» STATED PROBLEM: Put the lines of the listing, starting with the one that contains "Practice step: pin every instance of the dirt" and running through the end of the listing, both ends included, into a Markdown table with the columns Row and Line. Number each row and leave out blank lines.
>> begin INPUT FOR THIS TASK
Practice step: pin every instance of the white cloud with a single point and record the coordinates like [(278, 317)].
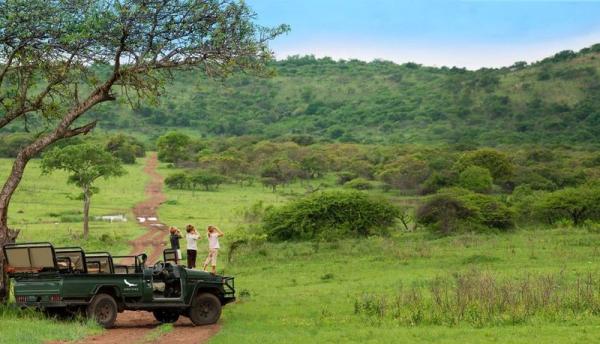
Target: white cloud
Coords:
[(462, 55)]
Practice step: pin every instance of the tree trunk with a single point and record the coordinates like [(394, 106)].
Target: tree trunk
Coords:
[(87, 197)]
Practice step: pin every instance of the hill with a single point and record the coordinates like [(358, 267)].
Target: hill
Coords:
[(555, 101)]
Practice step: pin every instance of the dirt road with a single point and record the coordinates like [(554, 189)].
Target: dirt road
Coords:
[(137, 327)]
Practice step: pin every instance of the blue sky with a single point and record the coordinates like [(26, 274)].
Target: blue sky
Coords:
[(470, 34)]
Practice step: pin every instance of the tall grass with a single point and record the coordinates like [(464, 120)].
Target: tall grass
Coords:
>> end INPUT FOR THIS TASK
» IN RESPONSE:
| Row | Line |
|---|---|
| 1 | Practice step: pin every instance of the dirt road with a single point and record the coordinates like [(554, 189)]. |
| 2 | Target: dirt road |
| 3 | Coords: |
| 4 | [(137, 327)] |
| 5 | Practice step: pin every instance of the blue sky with a single point and record the coordinates like [(26, 274)]. |
| 6 | Target: blue sky |
| 7 | Coords: |
| 8 | [(470, 34)] |
| 9 | Practice step: pin every instance of the tall grass with a single point and record the coordinates like [(464, 120)]. |
| 10 | Target: tall grass |
| 11 | Coords: |